[WHAT IS REQUIRED] From the line holding "Where can the rear wheel" to the final line below, restate each line word for word and add nothing.

[RECORDS PROVIDED]
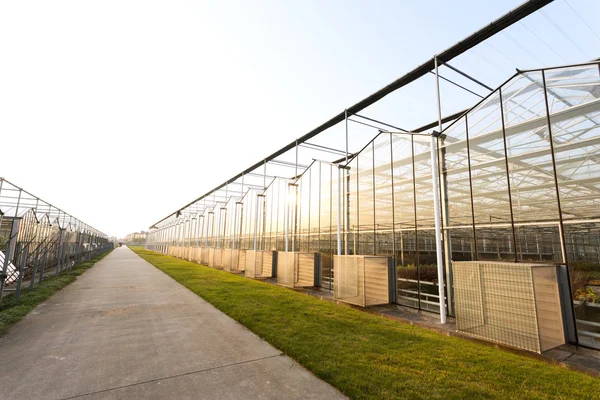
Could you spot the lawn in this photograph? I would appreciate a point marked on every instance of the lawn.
(368, 357)
(13, 309)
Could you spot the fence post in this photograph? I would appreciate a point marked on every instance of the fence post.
(35, 265)
(60, 251)
(44, 259)
(14, 231)
(22, 265)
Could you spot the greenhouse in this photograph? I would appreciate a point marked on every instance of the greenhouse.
(486, 215)
(40, 239)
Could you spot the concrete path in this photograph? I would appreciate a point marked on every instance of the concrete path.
(125, 330)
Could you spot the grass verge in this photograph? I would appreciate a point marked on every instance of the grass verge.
(13, 309)
(368, 357)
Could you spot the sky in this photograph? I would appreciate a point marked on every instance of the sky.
(120, 112)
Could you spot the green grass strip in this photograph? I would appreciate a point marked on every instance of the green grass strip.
(13, 308)
(369, 357)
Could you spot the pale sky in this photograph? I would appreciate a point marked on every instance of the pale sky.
(120, 112)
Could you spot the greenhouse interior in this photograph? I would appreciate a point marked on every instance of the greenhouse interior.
(486, 215)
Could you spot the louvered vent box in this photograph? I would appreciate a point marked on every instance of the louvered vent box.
(204, 255)
(238, 260)
(362, 280)
(260, 263)
(218, 258)
(296, 269)
(226, 259)
(510, 303)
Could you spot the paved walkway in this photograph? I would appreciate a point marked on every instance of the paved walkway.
(125, 330)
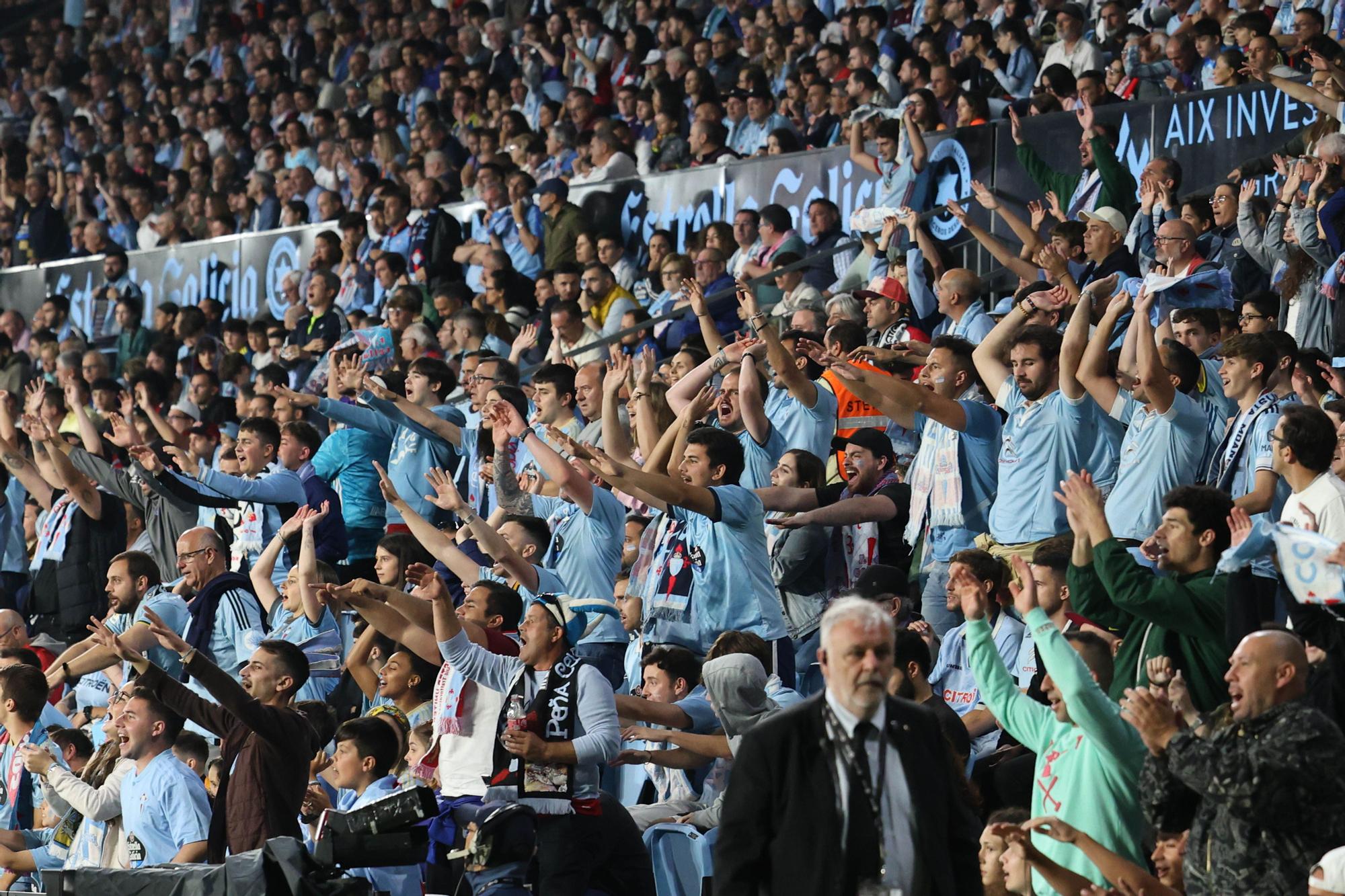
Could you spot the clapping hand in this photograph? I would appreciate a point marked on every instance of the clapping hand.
(387, 486)
(1026, 589)
(169, 639)
(1239, 526)
(970, 592)
(186, 462)
(446, 493)
(108, 639)
(1153, 717)
(379, 389)
(428, 583)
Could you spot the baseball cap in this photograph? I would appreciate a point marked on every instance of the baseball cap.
(555, 186)
(188, 408)
(1332, 869)
(879, 580)
(870, 439)
(884, 288)
(1112, 217)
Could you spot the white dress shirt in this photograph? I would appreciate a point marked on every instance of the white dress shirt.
(898, 819)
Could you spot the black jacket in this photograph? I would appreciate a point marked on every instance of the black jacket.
(781, 834)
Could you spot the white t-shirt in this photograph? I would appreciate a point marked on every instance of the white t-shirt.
(1325, 497)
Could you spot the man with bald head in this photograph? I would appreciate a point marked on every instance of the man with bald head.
(1175, 248)
(14, 633)
(1269, 786)
(227, 620)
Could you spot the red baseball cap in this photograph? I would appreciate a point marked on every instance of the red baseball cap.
(888, 288)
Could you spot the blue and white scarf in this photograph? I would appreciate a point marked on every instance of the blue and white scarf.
(1225, 466)
(56, 530)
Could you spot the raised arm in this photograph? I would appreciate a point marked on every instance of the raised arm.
(424, 417)
(1153, 376)
(902, 399)
(490, 540)
(1093, 368)
(1073, 350)
(1120, 872)
(357, 662)
(751, 399)
(436, 542)
(991, 354)
(617, 439)
(306, 571)
(673, 491)
(266, 565)
(75, 482)
(687, 388)
(555, 467)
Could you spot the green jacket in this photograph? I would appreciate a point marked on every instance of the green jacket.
(1118, 185)
(1180, 616)
(1087, 768)
(134, 343)
(560, 233)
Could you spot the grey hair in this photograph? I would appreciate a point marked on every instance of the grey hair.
(420, 333)
(848, 304)
(1332, 145)
(868, 614)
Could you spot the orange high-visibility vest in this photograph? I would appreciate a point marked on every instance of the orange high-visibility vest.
(853, 412)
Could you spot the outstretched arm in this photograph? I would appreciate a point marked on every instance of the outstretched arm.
(991, 354)
(804, 389)
(306, 571)
(553, 466)
(449, 498)
(751, 399)
(1153, 376)
(1093, 366)
(71, 479)
(902, 399)
(695, 498)
(436, 542)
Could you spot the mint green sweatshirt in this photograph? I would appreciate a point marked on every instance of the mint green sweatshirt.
(1087, 771)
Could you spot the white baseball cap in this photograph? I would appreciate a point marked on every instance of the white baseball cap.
(1332, 869)
(1112, 217)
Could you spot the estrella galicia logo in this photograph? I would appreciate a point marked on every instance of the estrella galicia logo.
(284, 257)
(952, 173)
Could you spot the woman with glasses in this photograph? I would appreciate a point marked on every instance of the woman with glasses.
(675, 271)
(1296, 256)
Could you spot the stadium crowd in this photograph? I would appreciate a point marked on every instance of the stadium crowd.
(864, 575)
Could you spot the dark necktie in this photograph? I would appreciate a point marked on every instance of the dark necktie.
(864, 830)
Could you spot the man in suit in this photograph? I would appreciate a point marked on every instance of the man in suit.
(851, 788)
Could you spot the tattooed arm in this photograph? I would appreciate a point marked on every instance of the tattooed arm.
(26, 473)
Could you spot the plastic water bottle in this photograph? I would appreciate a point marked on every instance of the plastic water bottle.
(517, 716)
(871, 220)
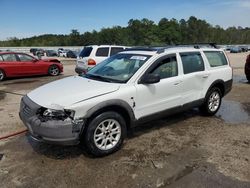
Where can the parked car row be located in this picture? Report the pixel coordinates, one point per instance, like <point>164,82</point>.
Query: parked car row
<point>92,55</point>
<point>13,64</point>
<point>53,53</point>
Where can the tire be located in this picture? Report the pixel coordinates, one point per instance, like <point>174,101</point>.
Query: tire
<point>54,70</point>
<point>100,139</point>
<point>212,102</point>
<point>2,75</point>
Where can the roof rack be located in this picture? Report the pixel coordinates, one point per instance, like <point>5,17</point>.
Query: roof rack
<point>199,45</point>
<point>161,49</point>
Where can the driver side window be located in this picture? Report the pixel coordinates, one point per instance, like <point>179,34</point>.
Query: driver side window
<point>24,57</point>
<point>166,68</point>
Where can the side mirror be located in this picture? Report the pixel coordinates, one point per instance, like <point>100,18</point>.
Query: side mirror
<point>34,60</point>
<point>150,79</point>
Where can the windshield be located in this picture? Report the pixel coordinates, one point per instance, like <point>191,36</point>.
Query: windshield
<point>118,68</point>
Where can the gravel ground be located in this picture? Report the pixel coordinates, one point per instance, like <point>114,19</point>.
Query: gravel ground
<point>184,150</point>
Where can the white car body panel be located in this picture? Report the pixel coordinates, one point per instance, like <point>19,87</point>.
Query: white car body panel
<point>75,89</point>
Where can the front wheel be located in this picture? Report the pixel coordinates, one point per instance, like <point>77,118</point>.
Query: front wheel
<point>212,102</point>
<point>54,70</point>
<point>105,134</point>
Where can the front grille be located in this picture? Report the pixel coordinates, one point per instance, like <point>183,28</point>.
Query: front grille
<point>27,110</point>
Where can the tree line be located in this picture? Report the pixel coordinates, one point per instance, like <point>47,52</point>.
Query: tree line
<point>143,32</point>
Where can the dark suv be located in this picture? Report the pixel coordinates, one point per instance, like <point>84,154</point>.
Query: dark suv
<point>247,68</point>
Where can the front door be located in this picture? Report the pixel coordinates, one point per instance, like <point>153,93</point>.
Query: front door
<point>166,94</point>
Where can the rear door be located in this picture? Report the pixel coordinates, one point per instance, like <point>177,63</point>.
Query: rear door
<point>194,76</point>
<point>30,65</point>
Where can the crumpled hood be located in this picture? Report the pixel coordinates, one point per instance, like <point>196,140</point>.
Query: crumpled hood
<point>70,90</point>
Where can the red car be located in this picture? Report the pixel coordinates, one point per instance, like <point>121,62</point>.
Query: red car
<point>247,68</point>
<point>13,64</point>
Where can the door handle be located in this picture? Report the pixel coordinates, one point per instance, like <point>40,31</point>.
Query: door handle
<point>205,75</point>
<point>177,83</point>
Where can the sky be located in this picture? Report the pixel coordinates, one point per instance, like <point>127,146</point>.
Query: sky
<point>26,18</point>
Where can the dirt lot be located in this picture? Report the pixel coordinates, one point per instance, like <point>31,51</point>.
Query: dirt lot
<point>185,150</point>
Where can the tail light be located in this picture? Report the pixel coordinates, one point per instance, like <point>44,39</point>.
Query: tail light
<point>91,62</point>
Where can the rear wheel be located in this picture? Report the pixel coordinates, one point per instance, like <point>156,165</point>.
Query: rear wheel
<point>2,75</point>
<point>105,134</point>
<point>54,70</point>
<point>212,102</point>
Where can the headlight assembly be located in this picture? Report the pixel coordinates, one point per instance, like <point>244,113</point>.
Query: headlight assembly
<point>57,114</point>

[OUTPUT]
Where can the rear wheel be located in this picture? Report the pixel coordinates, one point per instance, like <point>156,165</point>.
Query: rear wheel
<point>2,75</point>
<point>105,134</point>
<point>54,70</point>
<point>212,102</point>
Where can the headlight assembly be located in this picture? Report the pixel coordinates, one point per instance, like <point>244,113</point>.
Query: headlight assembly
<point>57,114</point>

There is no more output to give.